Exercise aim - Could you put every line of the material below into a JSON list of strings, one string per line, with blank lines left out?

= = =

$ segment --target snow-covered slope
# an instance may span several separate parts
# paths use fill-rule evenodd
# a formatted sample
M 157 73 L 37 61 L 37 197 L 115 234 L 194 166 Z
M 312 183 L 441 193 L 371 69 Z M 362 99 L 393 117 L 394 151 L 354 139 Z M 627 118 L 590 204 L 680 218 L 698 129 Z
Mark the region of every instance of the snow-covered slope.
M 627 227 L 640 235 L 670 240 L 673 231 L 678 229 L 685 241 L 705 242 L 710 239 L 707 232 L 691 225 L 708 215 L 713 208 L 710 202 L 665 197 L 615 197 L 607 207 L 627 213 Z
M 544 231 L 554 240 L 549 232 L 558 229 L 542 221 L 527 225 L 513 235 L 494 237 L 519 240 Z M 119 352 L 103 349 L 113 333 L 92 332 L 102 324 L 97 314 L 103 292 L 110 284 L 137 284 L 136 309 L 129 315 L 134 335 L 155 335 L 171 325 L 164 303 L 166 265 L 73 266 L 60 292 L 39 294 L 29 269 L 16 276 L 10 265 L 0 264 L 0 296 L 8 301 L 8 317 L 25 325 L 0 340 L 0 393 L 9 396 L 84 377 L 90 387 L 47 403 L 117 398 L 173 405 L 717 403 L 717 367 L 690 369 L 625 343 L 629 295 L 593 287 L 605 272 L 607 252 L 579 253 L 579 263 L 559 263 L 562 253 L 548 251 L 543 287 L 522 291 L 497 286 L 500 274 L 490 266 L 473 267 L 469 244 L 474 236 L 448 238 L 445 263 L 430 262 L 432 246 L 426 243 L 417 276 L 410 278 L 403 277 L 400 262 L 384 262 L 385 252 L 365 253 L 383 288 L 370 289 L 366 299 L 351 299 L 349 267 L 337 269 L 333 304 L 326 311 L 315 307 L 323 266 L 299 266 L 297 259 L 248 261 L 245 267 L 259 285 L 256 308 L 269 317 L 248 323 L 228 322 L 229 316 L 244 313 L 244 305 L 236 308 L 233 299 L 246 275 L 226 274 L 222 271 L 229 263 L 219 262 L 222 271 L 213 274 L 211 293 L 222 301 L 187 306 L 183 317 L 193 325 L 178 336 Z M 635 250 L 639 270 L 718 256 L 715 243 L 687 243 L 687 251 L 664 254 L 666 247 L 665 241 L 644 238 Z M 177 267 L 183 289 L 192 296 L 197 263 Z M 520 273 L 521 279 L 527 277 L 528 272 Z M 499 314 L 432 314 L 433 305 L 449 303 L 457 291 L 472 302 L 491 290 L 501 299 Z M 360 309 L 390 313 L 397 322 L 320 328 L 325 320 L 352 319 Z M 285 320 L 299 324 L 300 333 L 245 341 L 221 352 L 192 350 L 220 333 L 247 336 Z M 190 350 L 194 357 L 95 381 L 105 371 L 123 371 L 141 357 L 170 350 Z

= = =

The reply -
[
  "$ segment --target snow-covered slope",
  "# an instance may span several separate parts",
  "# paths use fill-rule evenodd",
  "# a formatted sample",
  "M 157 73 L 37 61 L 37 197 L 115 234 L 194 166 Z",
  "M 312 183 L 441 193 L 371 69 Z M 362 99 L 393 117 L 394 151 L 354 139 Z M 627 118 L 590 204 L 680 218 L 698 129 Z",
  "Mark the region of every instance of the snow-covered slope.",
  "M 627 227 L 640 235 L 670 240 L 673 231 L 678 229 L 685 241 L 705 242 L 710 239 L 707 232 L 691 225 L 708 215 L 713 208 L 710 202 L 665 197 L 615 197 L 607 207 L 627 213 Z",
  "M 544 231 L 554 240 L 549 232 L 558 229 L 542 221 L 527 225 L 513 235 L 494 237 L 519 240 Z M 119 352 L 103 349 L 113 333 L 92 332 L 102 324 L 97 314 L 103 292 L 110 284 L 137 284 L 136 309 L 129 315 L 134 335 L 155 335 L 171 325 L 164 303 L 166 265 L 73 266 L 60 292 L 39 294 L 29 269 L 16 276 L 10 265 L 0 264 L 0 296 L 8 301 L 8 317 L 25 325 L 0 340 L 0 393 L 9 396 L 84 377 L 90 387 L 47 403 L 117 398 L 173 405 L 717 403 L 717 367 L 690 369 L 625 343 L 629 295 L 593 287 L 605 272 L 607 252 L 579 253 L 579 263 L 559 263 L 562 253 L 548 251 L 543 287 L 522 291 L 497 286 L 500 274 L 490 266 L 473 267 L 469 244 L 474 236 L 448 238 L 445 263 L 430 262 L 432 246 L 426 243 L 417 276 L 410 278 L 403 277 L 400 262 L 384 262 L 385 252 L 365 253 L 383 288 L 370 289 L 366 299 L 351 299 L 349 267 L 337 269 L 333 304 L 326 311 L 315 307 L 323 266 L 299 266 L 297 259 L 248 261 L 245 267 L 259 285 L 256 308 L 269 317 L 248 323 L 228 322 L 229 316 L 244 313 L 244 305 L 236 308 L 233 299 L 246 275 L 226 274 L 222 271 L 229 263 L 219 262 L 222 271 L 213 274 L 211 293 L 222 301 L 187 306 L 183 317 L 193 325 L 178 336 Z M 635 250 L 639 270 L 718 256 L 715 243 L 687 243 L 687 251 L 664 254 L 666 247 L 665 241 L 644 238 Z M 177 267 L 183 289 L 192 296 L 197 263 Z M 520 273 L 521 279 L 527 277 L 528 272 Z M 499 314 L 432 314 L 433 305 L 449 303 L 457 291 L 472 302 L 491 290 L 501 299 Z M 360 309 L 390 313 L 397 322 L 320 328 L 325 320 L 352 319 Z M 285 320 L 299 324 L 300 333 L 245 341 L 221 352 L 192 350 L 220 333 L 247 336 Z M 190 350 L 194 357 L 95 381 L 105 371 L 123 371 L 141 357 L 170 350 Z"
]